Exercise directions: In the copy, include every entry exactly but none of the pictures.

-*-

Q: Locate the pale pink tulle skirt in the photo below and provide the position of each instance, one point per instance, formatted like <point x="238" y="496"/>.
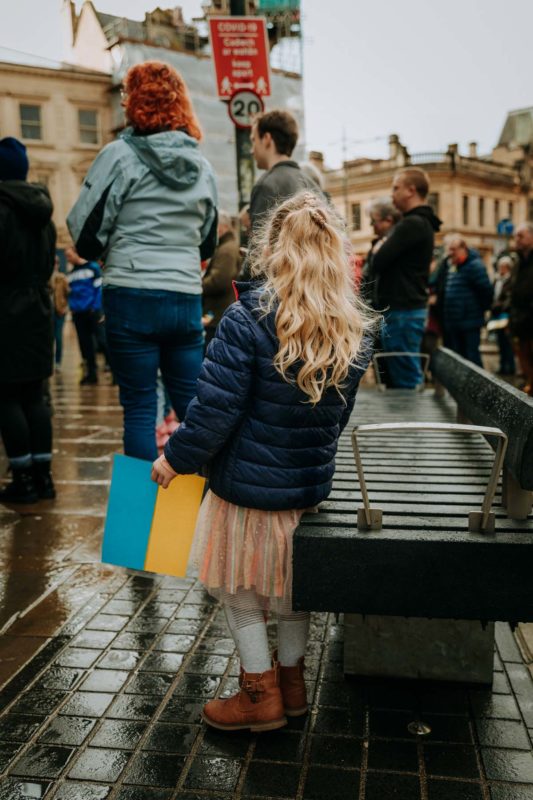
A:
<point x="236" y="547"/>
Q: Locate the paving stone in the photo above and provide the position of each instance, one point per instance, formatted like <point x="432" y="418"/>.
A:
<point x="168" y="738"/>
<point x="503" y="733"/>
<point x="391" y="787"/>
<point x="73" y="790"/>
<point x="347" y="721"/>
<point x="454" y="790"/>
<point x="216" y="645"/>
<point x="397" y="756"/>
<point x="510" y="792"/>
<point x="38" y="701"/>
<point x="508" y="765"/>
<point x="174" y="643"/>
<point x="330" y="750"/>
<point x="93" y="639"/>
<point x="133" y="707"/>
<point x="77" y="657"/>
<point x="149" y="769"/>
<point x="497" y="706"/>
<point x="8" y="751"/>
<point x="120" y="659"/>
<point x="197" y="686"/>
<point x="268" y="780"/>
<point x="118" y="733"/>
<point x="67" y="730"/>
<point x="105" y="680"/>
<point x="143" y="793"/>
<point x="19" y="727"/>
<point x="42" y="761"/>
<point x="20" y="789"/>
<point x="59" y="678"/>
<point x="333" y="783"/>
<point x="133" y="641"/>
<point x="162" y="662"/>
<point x="107" y="622"/>
<point x="208" y="665"/>
<point x="453" y="761"/>
<point x="87" y="704"/>
<point x="97" y="764"/>
<point x="150" y="683"/>
<point x="219" y="774"/>
<point x="146" y="625"/>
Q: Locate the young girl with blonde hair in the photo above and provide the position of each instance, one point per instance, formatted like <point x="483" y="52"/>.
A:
<point x="276" y="389"/>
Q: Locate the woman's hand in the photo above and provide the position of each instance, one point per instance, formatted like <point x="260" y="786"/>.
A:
<point x="162" y="472"/>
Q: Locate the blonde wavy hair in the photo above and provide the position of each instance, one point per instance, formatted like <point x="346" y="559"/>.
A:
<point x="303" y="257"/>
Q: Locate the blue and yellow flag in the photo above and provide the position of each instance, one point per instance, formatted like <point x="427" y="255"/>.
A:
<point x="148" y="527"/>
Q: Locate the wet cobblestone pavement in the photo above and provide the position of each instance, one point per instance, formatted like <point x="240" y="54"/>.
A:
<point x="104" y="673"/>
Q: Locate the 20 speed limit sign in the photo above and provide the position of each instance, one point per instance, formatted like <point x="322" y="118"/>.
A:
<point x="243" y="106"/>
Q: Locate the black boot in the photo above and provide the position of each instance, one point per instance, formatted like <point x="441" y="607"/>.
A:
<point x="42" y="478"/>
<point x="21" y="489"/>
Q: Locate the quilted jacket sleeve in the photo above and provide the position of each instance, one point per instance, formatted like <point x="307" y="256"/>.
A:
<point x="223" y="391"/>
<point x="93" y="216"/>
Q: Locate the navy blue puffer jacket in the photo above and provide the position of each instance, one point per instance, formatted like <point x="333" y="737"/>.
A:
<point x="266" y="446"/>
<point x="467" y="294"/>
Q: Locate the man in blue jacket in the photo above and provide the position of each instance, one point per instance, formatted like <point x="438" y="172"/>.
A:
<point x="85" y="302"/>
<point x="467" y="295"/>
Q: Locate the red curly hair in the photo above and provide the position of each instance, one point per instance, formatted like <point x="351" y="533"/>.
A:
<point x="157" y="100"/>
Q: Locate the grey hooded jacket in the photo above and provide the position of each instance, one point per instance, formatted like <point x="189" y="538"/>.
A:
<point x="148" y="209"/>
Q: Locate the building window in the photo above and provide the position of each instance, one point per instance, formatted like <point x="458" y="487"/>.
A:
<point x="356" y="216"/>
<point x="465" y="209"/>
<point x="88" y="124"/>
<point x="30" y="122"/>
<point x="433" y="202"/>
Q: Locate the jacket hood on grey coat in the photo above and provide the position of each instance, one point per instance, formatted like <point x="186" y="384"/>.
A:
<point x="172" y="156"/>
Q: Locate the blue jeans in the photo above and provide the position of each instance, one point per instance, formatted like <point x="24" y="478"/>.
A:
<point x="402" y="332"/>
<point x="465" y="343"/>
<point x="58" y="336"/>
<point x="149" y="330"/>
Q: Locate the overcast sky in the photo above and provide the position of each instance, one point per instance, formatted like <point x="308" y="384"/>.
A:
<point x="434" y="73"/>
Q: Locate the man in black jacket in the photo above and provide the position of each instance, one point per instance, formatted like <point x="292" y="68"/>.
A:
<point x="27" y="239"/>
<point x="521" y="316"/>
<point x="402" y="267"/>
<point x="274" y="136"/>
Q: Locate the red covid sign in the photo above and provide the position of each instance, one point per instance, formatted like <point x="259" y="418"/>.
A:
<point x="240" y="54"/>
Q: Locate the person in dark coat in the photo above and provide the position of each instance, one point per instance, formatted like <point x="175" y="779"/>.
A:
<point x="276" y="389"/>
<point x="217" y="280"/>
<point x="521" y="312"/>
<point x="27" y="237"/>
<point x="468" y="294"/>
<point x="401" y="266"/>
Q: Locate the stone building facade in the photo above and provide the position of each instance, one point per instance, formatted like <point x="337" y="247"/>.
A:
<point x="470" y="193"/>
<point x="63" y="116"/>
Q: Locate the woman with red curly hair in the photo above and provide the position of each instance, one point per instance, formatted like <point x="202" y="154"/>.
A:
<point x="147" y="208"/>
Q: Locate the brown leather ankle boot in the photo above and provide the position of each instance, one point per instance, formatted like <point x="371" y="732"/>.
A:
<point x="257" y="706"/>
<point x="293" y="689"/>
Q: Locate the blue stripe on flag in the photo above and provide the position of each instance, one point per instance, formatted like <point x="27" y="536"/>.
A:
<point x="129" y="512"/>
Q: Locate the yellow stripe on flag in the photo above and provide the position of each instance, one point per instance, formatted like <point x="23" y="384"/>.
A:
<point x="173" y="524"/>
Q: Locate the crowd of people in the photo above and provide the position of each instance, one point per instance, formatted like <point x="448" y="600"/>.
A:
<point x="261" y="388"/>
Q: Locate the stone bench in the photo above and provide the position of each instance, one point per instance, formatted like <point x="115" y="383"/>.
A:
<point x="421" y="593"/>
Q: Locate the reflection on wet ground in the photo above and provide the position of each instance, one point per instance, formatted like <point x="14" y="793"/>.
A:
<point x="104" y="674"/>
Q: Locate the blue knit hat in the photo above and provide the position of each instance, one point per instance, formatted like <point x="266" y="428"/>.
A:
<point x="14" y="163"/>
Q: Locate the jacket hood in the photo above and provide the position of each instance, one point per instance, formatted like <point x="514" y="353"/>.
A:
<point x="32" y="201"/>
<point x="427" y="213"/>
<point x="248" y="293"/>
<point x="172" y="156"/>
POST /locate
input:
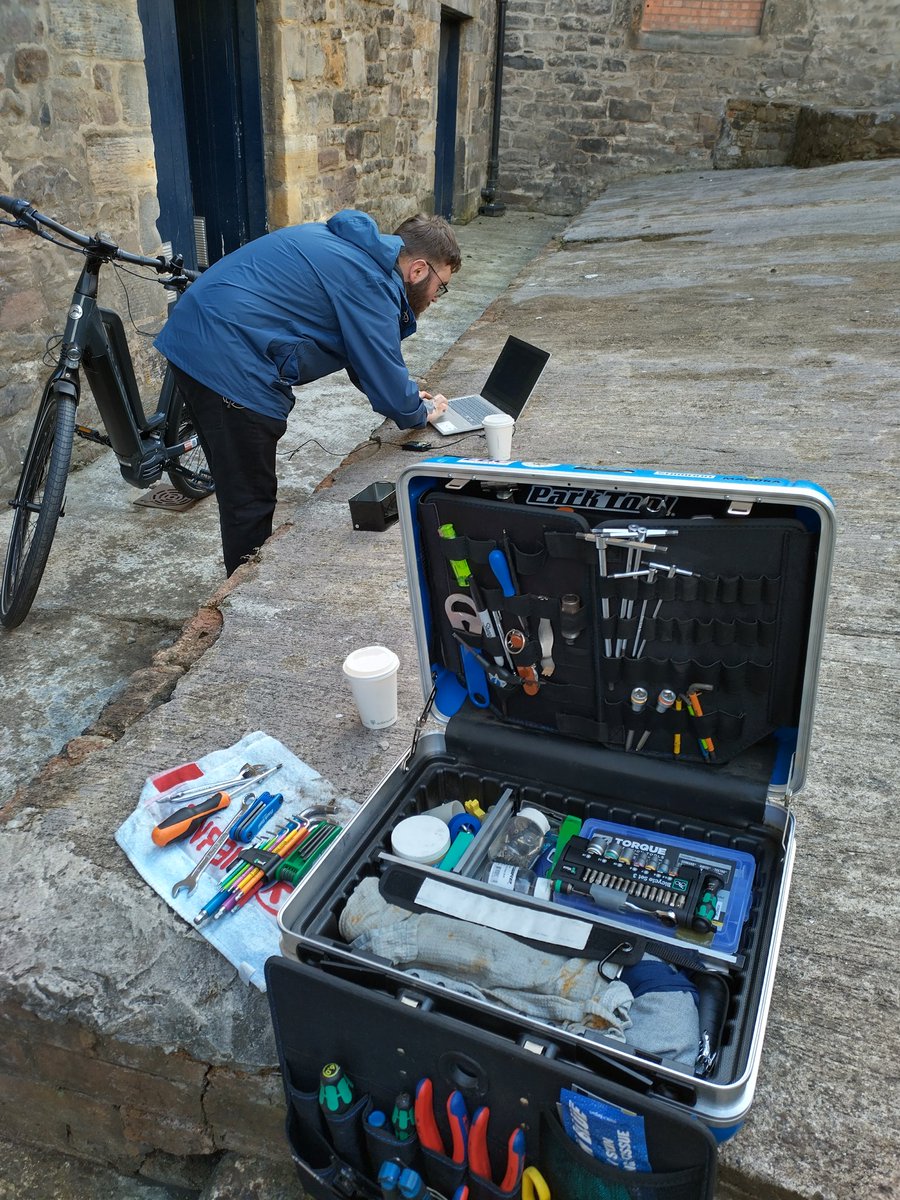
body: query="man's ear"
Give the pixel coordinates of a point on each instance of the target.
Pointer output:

-*-

Task output:
Q: Locate the pale pink tulle skirt in the photo below and provide the position of each instance, one point per instance, formatted like <point x="238" y="496"/>.
A:
<point x="236" y="547"/>
Q: Locate the paving stone in the photo above and provide the position of each instance, one point per instance, formatted like <point x="432" y="418"/>.
A:
<point x="168" y="738"/>
<point x="503" y="733"/>
<point x="391" y="787"/>
<point x="73" y="790"/>
<point x="347" y="721"/>
<point x="454" y="790"/>
<point x="216" y="645"/>
<point x="397" y="756"/>
<point x="510" y="792"/>
<point x="38" y="701"/>
<point x="508" y="765"/>
<point x="174" y="643"/>
<point x="330" y="750"/>
<point x="93" y="639"/>
<point x="133" y="707"/>
<point x="77" y="657"/>
<point x="149" y="769"/>
<point x="497" y="706"/>
<point x="8" y="751"/>
<point x="120" y="659"/>
<point x="197" y="686"/>
<point x="268" y="780"/>
<point x="118" y="733"/>
<point x="67" y="730"/>
<point x="105" y="680"/>
<point x="143" y="793"/>
<point x="19" y="727"/>
<point x="42" y="761"/>
<point x="20" y="789"/>
<point x="59" y="678"/>
<point x="333" y="783"/>
<point x="133" y="641"/>
<point x="162" y="662"/>
<point x="107" y="622"/>
<point x="208" y="665"/>
<point x="453" y="761"/>
<point x="87" y="704"/>
<point x="97" y="764"/>
<point x="150" y="683"/>
<point x="219" y="774"/>
<point x="146" y="625"/>
Q: Locate the young girl with blonde hair in the photo above and provide the position of each instance, one point per instance, formatted like <point x="483" y="52"/>.
A:
<point x="276" y="389"/>
Q: Locate the woman's hand in the photo above and provide the position of each instance, one point per instance, formatted like <point x="260" y="786"/>.
A:
<point x="162" y="472"/>
Q: Locate the blonde wavy hair in the photo above and provide the position of each instance, one point per instance, formatted like <point x="346" y="559"/>.
A:
<point x="303" y="257"/>
Q: Locate the blue and yellow flag in the photo above and provide the position of each instance, one point per instance, formatted like <point x="427" y="255"/>.
A:
<point x="148" y="527"/>
Q: Locate the wet cobblestone pavement in the photo above and provide the position of each instance, one point per instance, formatted like <point x="240" y="54"/>.
A:
<point x="104" y="673"/>
Q: Locate the 20 speed limit sign in the photo above and provide the position of each instance, one point per instance, formatted like <point x="322" y="118"/>.
A:
<point x="243" y="106"/>
Q: Locate the black boot in the photo above and provide the position of each instance, one point per instance, formatted like <point x="441" y="607"/>.
A:
<point x="42" y="478"/>
<point x="21" y="489"/>
Q: Locate the quilted jacket sleeve in the photo above and provide the position of each instance, one point per instance, formatted like <point x="307" y="256"/>.
A:
<point x="223" y="391"/>
<point x="93" y="216"/>
Q: Locate the navy blue puffer jacket in the photo above and provide the position of each instance, one point per instance, formatted like <point x="333" y="737"/>.
A:
<point x="266" y="446"/>
<point x="467" y="294"/>
Q: Locate the man in blue jacket in the photo above and provide the position of each instance, one point per instance, formatted like <point x="438" y="172"/>.
A:
<point x="85" y="302"/>
<point x="467" y="295"/>
Q: Locate the red curly hair in the photo above and provide the position of each instance, one point per instance, formatted like <point x="351" y="533"/>.
A:
<point x="157" y="100"/>
Q: Locate the grey hooded jacket in the photo above and provide the position of each instance, one point per instance, formatted like <point x="189" y="538"/>.
A:
<point x="148" y="209"/>
Q: Locate the building window in the photo above and provide the position of each instance, one point per instance, formatted like <point x="458" y="487"/>.
A:
<point x="356" y="216"/>
<point x="465" y="209"/>
<point x="88" y="124"/>
<point x="30" y="122"/>
<point x="433" y="202"/>
Q: Locate the jacket hood on grey coat in the photo above and provide the position of each instance, one point per instance, formatted like <point x="186" y="384"/>.
A:
<point x="172" y="156"/>
Q: Locate the blue jeans in the photo above and provide the position of each instance, one point per instance, formatted like <point x="24" y="478"/>.
A:
<point x="402" y="332"/>
<point x="465" y="343"/>
<point x="58" y="336"/>
<point x="149" y="330"/>
Q: Locate the overcast sky in the photo above and provide the position of each instance, one point per instance, formatted like <point x="308" y="384"/>.
A:
<point x="434" y="73"/>
Q: Locate the man in black jacket in the photo above and provide the position of each instance, one point per instance, formatted like <point x="292" y="68"/>.
A:
<point x="27" y="239"/>
<point x="521" y="316"/>
<point x="402" y="267"/>
<point x="274" y="136"/>
Q: Locate the red covid sign in the photo above and provide the position of each instance, one point per instance, formatted like <point x="259" y="418"/>.
A:
<point x="240" y="54"/>
Q: Locate the person in dark coat in the photo above and provide the position of each instance, one point per instance, formatted like <point x="175" y="779"/>.
A:
<point x="276" y="389"/>
<point x="217" y="280"/>
<point x="521" y="312"/>
<point x="27" y="237"/>
<point x="468" y="294"/>
<point x="401" y="266"/>
Q: Locate the stone building facade in the photo above and provide the position of each instance, one point per instance, formatted like <point x="337" y="247"/>.
A:
<point x="470" y="193"/>
<point x="63" y="116"/>
Q: Locate the woman with red curly hair in the photo above and provide the position of each instance, one point per instance, formatted like <point x="202" y="154"/>.
A:
<point x="147" y="208"/>
Q: Locate the brown leather ankle boot in the photo above and provide the position of each instance, one point per instance, formatted like <point x="371" y="732"/>.
A:
<point x="257" y="706"/>
<point x="293" y="689"/>
Q: Locate the blue stripe on flag in the photo above and provide the position of each instance, one point per instance, formatted like <point x="27" y="536"/>.
A:
<point x="129" y="512"/>
Q: Locate the yellow stripe on flag in the photo above and provide the position of each instance, one point per instance, formatted like <point x="23" y="384"/>.
A:
<point x="173" y="524"/>
Q: Locate the crowd of people in the photo above and provide the position of each instance, one point per instance, formatted like <point x="448" y="600"/>.
A:
<point x="261" y="388"/>
Q: Locate the stone bench in the photo above and provide the position of each instance, one point per instance, formatted like <point x="115" y="383"/>.
A:
<point x="421" y="593"/>
Q: Locate the reflection on wet ground in the photo above and provide the position of each instance, one point per instance, formatted like <point x="14" y="793"/>.
A:
<point x="104" y="674"/>
Q: Locate the blue knit hat in the photo above and provide the position of each instance, one point per instance, formatted like <point x="266" y="428"/>.
A:
<point x="14" y="163"/>
Q: Locate the jacket hood in the photo above and provide the position of each instance, one point per instance, formatted like <point x="514" y="353"/>.
A:
<point x="32" y="201"/>
<point x="427" y="213"/>
<point x="248" y="293"/>
<point x="172" y="156"/>
POST /locate
input:
body: query="man's ear"
Give the pixel coordinates of a point on each instance of the target.
Pointer output:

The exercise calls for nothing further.